| Texte à lire |
◆ ◆ ◆ ◆

Nous avons donc décidé de voir ce qui a changé en 2021. L’étude s’est focalisée sur les neuf applications de rencontre les plus populaires : Tinder, OKCupid, Badoo, Bumble, Mamba, Pure, Feeld, Happn et Her. Elles ne sont pas exactement pareilles que celles de 2017 puisque le secteur des rencontres en ligne a quelque peu changé. Ceci dit, la liste des applications les plus utilisées est la même que celle d’il y a quatre ans.
La sécurité du transfert et du stockage de données
Le transfert de données entre l’application et le serveur s’est beaucoup amélioré ces quatre dernières années. Premièrement, les neuf applications examinées dans cette édition ont recours au chiffrement. Deuxièmement, elles possèdent toutes un mécanisme pour lutter contre les attaques de type spoofing : si l’application détecte un faux certificat, cette dernière arrête tout simplement la transmission des données. Mamba possède une fonctionnalité supplémentaire : elle affiche un avertissement disant que la connexion n’est pas sécurisée.
Quant aux données stockées sur le dispositif de l’utilisateur, un pirate informatique peut y avoir accès s’il obtient des droits d’accès d’utilisateur root. Cependant, ceci est peu probable. De plus, si une mauvaise personne possède les droits d’accès root, cela laisse le service pratiquement sans défense, ce qui fait que le vol des données d’une application de rencontre est le moindre des problèmes.
Mot de passe envoyé par message en texte clair
Deux applications sur les neuf que nous avons analysées – Mamba et Badoo – envoient le mot de passe des utilisateurs venant de s’inscrire par e-mail sous forme de texte en clair. Comme la plupart des gens ne changent pas le mot de passe immédiatement après l’inscription (si jamais ils le font) et qu’ils sont légèrement négligents en ce qui concerne la sécurité de leur messagerie en général, ce n’est pas la meilleure chose à faire. Juste en piratant l’e-mail de l’utilisateur ou en interceptant le message, un pirate informatique peut voir le mot de passe envoyé et s’en servir pour se connecter au compte (à moins que l’application vous permette de paramétrer une authentification à deux facteurs).
Photo de profil obligatoire
L’un des problèmes avec les services de rencontre, c’est que les captures d’écran des profils ou des conversations des utilisateurs peuvent être utilisées à mauvais escient comme pour le doxing, l’humiliation, etc. Malheureusement, Pure est la seule application sur les neuf qui permet de créer un compte sans être obligé de mettre une photo (ce qui fait que le compte vous est difficilement attribuable). C’est aussi la seule qui permet de facilement désactiver les captures d’écran. Quant à Mamba, cette application offre la possibilité de pouvoir flouter votre photo de profil et de ne la montrer qu’aux personnes que vous avez choisies. Certaines des applications de la liste offrent également cette possibilité, mais pas gratuitement.
Applications de rencontre et réseaux sociaux
Toutes les applications en question (à l’exception de Pure) offrent la possibilité aux utilisateurs de se connecter via un compte de réseau social qui est généralement Facebook. C’est en réalité la seule option pour ceux qui ne veulent pas partager leur numéro de téléphone avec l’application. Cependant, si votre compte Facebook n’est pas assez « notoire » (si vous venez de vous inscrire ou que vous avez peu d’amis par exemple), il est possible que vous deviez tout de même fournir votre numéro de téléphone.

◆ ◆ ◆ ◆

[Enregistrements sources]
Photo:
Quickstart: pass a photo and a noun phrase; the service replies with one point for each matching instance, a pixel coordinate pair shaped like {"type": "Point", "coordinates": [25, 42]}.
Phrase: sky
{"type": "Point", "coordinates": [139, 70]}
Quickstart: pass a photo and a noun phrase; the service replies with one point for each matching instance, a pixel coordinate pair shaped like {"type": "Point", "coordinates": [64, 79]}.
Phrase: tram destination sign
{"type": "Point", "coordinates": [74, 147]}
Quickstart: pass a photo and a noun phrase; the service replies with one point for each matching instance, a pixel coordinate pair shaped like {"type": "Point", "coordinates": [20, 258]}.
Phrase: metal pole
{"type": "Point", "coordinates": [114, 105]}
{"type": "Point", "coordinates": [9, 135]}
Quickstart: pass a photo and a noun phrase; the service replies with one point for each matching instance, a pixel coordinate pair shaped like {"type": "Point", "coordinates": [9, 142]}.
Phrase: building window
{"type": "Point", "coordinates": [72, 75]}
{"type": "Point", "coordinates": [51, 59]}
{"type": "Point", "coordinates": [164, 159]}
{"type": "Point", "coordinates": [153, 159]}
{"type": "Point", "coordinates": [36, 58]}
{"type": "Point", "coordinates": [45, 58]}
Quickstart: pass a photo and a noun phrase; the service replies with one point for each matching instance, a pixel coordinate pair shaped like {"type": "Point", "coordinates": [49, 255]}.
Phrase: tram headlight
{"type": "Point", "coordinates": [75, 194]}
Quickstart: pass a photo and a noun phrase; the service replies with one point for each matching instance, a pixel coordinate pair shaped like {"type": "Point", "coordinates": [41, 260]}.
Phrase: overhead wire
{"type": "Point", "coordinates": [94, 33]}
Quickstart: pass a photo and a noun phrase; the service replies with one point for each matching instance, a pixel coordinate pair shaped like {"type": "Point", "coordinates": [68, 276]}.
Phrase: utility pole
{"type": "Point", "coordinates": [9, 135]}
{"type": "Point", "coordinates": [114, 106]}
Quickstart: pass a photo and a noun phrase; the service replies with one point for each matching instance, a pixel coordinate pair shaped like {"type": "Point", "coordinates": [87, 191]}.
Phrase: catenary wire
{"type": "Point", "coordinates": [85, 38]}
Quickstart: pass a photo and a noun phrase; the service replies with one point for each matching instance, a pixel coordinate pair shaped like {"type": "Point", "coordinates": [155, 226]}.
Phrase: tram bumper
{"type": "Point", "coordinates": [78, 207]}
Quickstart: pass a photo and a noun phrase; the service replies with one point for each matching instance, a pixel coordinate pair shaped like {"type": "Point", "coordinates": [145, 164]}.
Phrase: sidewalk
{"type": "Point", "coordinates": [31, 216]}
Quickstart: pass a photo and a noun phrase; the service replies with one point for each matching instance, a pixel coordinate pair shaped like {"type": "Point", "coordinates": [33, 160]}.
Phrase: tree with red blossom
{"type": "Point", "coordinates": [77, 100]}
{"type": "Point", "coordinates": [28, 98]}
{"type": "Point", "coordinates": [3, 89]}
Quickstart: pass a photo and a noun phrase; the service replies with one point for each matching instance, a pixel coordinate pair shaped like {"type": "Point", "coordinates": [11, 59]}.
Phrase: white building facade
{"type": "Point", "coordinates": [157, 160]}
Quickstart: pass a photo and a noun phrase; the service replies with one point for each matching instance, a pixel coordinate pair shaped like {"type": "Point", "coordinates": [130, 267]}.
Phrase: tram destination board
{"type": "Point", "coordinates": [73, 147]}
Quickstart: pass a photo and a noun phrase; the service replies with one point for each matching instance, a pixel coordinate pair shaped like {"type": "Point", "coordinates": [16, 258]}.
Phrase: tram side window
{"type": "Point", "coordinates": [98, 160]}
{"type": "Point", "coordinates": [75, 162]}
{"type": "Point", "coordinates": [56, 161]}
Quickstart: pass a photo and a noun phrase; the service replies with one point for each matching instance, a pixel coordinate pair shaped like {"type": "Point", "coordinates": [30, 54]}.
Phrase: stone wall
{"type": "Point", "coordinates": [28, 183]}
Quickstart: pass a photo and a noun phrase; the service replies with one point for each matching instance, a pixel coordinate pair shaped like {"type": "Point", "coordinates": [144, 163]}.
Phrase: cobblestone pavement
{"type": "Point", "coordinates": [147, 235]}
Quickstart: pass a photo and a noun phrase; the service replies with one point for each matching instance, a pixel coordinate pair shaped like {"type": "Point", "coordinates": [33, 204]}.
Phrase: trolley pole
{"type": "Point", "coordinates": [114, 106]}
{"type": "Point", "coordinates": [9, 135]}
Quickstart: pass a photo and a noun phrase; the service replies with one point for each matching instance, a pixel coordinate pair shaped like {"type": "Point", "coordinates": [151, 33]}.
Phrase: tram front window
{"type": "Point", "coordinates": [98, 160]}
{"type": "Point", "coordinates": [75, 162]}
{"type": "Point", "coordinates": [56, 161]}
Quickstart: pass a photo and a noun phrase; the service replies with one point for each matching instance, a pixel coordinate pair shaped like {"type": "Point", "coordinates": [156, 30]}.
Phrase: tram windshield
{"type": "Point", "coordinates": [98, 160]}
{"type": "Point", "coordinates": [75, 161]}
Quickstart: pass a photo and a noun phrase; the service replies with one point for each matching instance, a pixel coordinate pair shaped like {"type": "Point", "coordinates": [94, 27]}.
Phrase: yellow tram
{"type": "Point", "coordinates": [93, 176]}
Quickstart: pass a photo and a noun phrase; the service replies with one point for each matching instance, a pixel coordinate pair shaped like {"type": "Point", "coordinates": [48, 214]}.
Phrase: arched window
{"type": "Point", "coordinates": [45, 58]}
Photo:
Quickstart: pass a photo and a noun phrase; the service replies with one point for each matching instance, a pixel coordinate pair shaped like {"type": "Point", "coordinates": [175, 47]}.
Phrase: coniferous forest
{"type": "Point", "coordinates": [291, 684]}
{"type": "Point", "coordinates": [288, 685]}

◆ ◆ ◆ ◆

| La consigne |
Poursuivez le texte sur la sécurité des applications de rencontre en reprenant juste après sa dernière phrase.

| Réponse attendue |
Le problème c’est que la plupart des applications prennent automatiquement la photo de profil de Facebook pour l’utiliser sur le nouveau compte. Et juste avec une simple photo, on peut facilement relier votre compte sur l’application de rencontre à celui sur le réseau social.
De plus, de nombreuses applications permettent, voire même recommandent de relier leur compte à ceux des réseaux sociaux et d’autres services en ligne comme c’est le cas par exemple d’Instagram et de Spotify pour que les nouvelles photos et les chansons préférées soient automatiquement ajoutées au profil. Bien qu’il ne soit pas sûr à 100 % qu’on puisse identifier un compte dans un autre service, les informations présentes sur les profils d’applications de rencontre peuvent très certainement permettre de trouver quelqu’un sur d’autres sites Web.
Localisation, localisation, localisation
La caractéristique la plus controversée des applications de rencontre est le besoin (dans la plupart des cas) de partager votre localisation. Sur les neuf applications que nous avons analysées, quatre d’entre elles – Tinder, Bumble, Happn et Her – exigent un accès obligatoire à la géolocalisation. Mais seulement trois de ces quatre-là offrent la possibilité de changer manuellement les coordonnées précises de votre localisation pour une localisation régionale, mais uniquement dans la version payante. Happn n’a pas cette fonctionnalité, mais la version payante vous permet de cacher la distance qui vous sépare des autres utilisateurs.
Mamba, Badoo, OkCupid, Pure et Feeld n’exigent pas un accès obligatoire à la géolocalisation et vous permettent d’indiquer manuellement votre localisation même dans la version gratuite. Mais elles offrent aussi la possibilité de détecter votre position automatiquement. Nous vous recommandons de ne pas autoriser l’accès à vos données de géolocalisation, en particulier sur Mamba car la plateforme peut déterminer votre distance par rapport aux autres avec une précision effrayante : à un mètre près.
De façon générale, si l’utilisateur autorise l’application à montrer sa proximité, il n’est généralement pas difficile de calculer sa position par triangulation ou grâce à des programmes d’usurpation GPS. Sur les quatre applications qui exigent l’accès à la géolocalisation pour fonctionner, seulement deux d’entre elles – Tinder et Bumble – neutralisent ce genre de programmes.
Points à retenir
D’un point de vue purement technique, la sécurité des applications de rencontre s’est largement améliorée ces quatre dernières années : toutes celles que nous avons analysées ont recours au chiffrement et résistent à une attaque de l’homme du milieu. La plupart de ces applications possèdent des programmes bug bounty (chasse aux bugs) qui participent à l’élaboration des correctifs des vulnérabilités les plus dangereuses se trouvant dans leurs produits.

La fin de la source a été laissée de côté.